* [PROVIDED PASSAGE]
=-=-=-=-=

# Abu Garcia revo s



## Marshall (Apr 11, 2004)

I'm really impressed with the new abu garcia revo s bait casting reels. For 100 bucks this would make a nice christmas gift. Just incase someone was looking for ideas on a new reel.


----------



## Wolfhook120 (Oct 17, 2007)

I completely agree! The new line of Revo made a believer out of me. I have one Revo SX and plan on a few more to phase out my Diawa's and retire them to the pond fishing inventory!


----------



## fishinfool21 (Jan 8, 2008)

I have 2 of the revo s and will never buy any other reel. super smooth and the strongest drag system out there 

I heard Abu garcia is coming out with another series that are more economically priced just wondering if any one has tried them out yet?


----------



## jcrdust (May 24, 2004)

I bought a revo sc (cabelas exclusive) I think it lists for 120.00 or so. They ran a special a few months ago and I picked it up for $80. Its a great reel, i would gladly have payed full price. but that said I don't think I have owend a bad abu baitcaster regardless of the type.


----------



## cast n catch em18 (Jan 14, 2008)

i have one of the revo s and im about to purchase another one. you cant go wrong with the quality of the reel for the price. i have to say abu garcia is really starting to out match other reel manufactures


----------



## Brian 38 (Jan 17, 2008)

Just wanted to chime in on this one! Just bought new stx and have never used a reel of this quality! Glad to here others have found the same with these Revos.


----------



## xmatthewx (Jul 29, 2007)

i just got a revo sx-hs... i am, in every way, impressed with this reel. i just can't wait for spring to hit so i can really put it to the test.

=-=-=-=-=

[Data listing]
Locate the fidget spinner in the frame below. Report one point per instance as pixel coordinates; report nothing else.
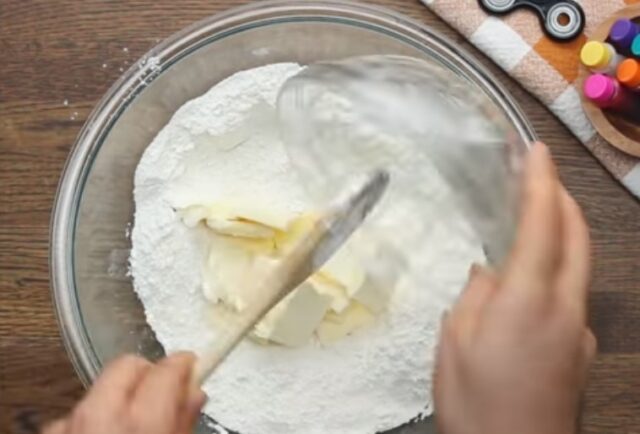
(561, 20)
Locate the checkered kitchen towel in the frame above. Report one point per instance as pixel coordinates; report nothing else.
(546, 68)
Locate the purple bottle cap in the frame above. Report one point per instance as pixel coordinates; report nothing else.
(600, 89)
(622, 33)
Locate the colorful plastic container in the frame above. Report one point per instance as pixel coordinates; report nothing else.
(600, 57)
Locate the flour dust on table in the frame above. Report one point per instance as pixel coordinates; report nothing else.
(223, 148)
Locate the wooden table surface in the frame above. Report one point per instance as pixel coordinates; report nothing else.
(60, 56)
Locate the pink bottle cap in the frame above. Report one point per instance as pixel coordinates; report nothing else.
(600, 89)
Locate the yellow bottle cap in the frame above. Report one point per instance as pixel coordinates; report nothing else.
(629, 73)
(595, 54)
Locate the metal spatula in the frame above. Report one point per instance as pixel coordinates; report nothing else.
(329, 232)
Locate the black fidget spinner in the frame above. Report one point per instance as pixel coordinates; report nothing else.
(561, 20)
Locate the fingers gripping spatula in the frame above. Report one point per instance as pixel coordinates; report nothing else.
(335, 225)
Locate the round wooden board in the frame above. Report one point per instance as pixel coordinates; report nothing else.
(618, 131)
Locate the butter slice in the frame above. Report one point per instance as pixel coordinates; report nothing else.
(193, 215)
(337, 326)
(239, 228)
(293, 321)
(224, 273)
(323, 286)
(237, 220)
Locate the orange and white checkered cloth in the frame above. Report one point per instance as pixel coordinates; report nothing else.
(547, 69)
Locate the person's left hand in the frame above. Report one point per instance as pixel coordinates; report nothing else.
(134, 396)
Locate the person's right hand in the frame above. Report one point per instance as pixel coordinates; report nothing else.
(515, 349)
(134, 396)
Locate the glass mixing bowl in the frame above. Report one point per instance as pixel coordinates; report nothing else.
(98, 311)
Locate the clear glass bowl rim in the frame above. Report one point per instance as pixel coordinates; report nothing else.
(132, 82)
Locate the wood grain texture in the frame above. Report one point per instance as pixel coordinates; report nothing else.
(614, 127)
(72, 50)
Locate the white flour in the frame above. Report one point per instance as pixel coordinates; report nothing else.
(372, 381)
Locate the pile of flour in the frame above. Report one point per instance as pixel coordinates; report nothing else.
(223, 145)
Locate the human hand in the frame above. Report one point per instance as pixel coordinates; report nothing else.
(515, 349)
(134, 396)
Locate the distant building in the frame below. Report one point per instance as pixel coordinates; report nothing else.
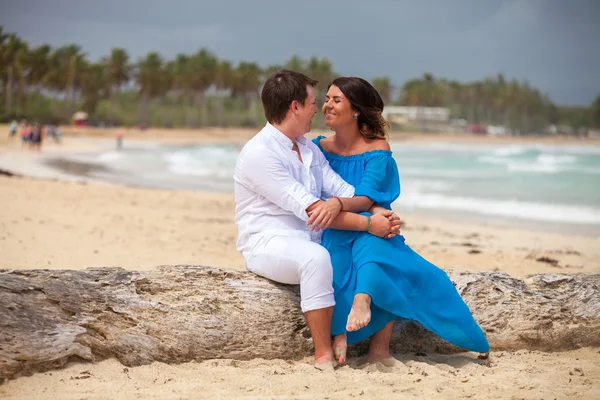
(404, 115)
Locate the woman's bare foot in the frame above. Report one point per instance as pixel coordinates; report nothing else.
(325, 363)
(360, 314)
(339, 348)
(388, 361)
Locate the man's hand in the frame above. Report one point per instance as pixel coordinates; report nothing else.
(321, 217)
(390, 215)
(383, 227)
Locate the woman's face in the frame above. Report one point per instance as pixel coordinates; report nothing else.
(337, 109)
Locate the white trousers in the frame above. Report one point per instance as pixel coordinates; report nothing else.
(294, 261)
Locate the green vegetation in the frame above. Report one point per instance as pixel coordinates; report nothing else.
(198, 90)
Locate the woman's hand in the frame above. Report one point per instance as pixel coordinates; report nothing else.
(321, 217)
(390, 215)
(382, 226)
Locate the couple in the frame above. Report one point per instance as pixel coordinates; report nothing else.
(292, 194)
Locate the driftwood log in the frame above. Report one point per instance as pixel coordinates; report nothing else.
(177, 314)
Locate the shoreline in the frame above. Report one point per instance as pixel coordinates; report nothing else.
(60, 162)
(51, 223)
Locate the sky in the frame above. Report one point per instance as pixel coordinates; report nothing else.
(553, 44)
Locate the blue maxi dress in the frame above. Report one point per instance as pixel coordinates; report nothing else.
(401, 283)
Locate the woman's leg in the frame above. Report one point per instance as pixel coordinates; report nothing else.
(366, 284)
(379, 348)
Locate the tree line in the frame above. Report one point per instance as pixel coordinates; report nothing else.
(49, 84)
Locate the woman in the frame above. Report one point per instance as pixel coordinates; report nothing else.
(379, 280)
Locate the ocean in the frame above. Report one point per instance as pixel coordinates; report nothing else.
(549, 187)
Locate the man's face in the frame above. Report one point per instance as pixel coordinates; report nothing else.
(308, 110)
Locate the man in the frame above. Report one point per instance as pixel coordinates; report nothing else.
(280, 178)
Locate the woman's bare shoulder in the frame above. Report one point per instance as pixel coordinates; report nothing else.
(379, 144)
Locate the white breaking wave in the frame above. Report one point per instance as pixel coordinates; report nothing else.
(506, 208)
(510, 151)
(110, 157)
(212, 162)
(544, 163)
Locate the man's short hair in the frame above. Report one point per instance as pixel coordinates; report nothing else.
(280, 89)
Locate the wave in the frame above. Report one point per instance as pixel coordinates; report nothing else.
(209, 162)
(583, 215)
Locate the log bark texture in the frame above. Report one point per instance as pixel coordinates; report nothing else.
(181, 313)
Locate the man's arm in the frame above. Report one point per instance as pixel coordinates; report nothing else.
(381, 225)
(264, 173)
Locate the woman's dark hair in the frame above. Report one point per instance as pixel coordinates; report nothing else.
(280, 89)
(365, 100)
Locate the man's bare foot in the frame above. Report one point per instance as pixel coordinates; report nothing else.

=-=-=-=-=

* [EXERCISE INSTRUCTIONS]
**a.** According to the forum thread, why does fishinfool21 say he will never buy any other reel? Answer in one to three sentences.
**b.** Extract each line of the data listing that contains the string "bare".
The forum thread and the data listing are unrelated to each other.

* [FINAL ANSWERS]
**a.** Fishinfool21 owns two Revo S reels and says he will never buy any other reel because they are super smooth and have the strongest drag system available.

**b.**
Locate the woman's bare foot in the frame above. Report one point per instance as pixel coordinates; report nothing else.
Locate the woman's bare shoulder in the frame above. Report one point per instance as pixel coordinates; report nothing else.
Locate the man's bare foot in the frame above. Report one point per instance as pixel coordinates; report nothing else.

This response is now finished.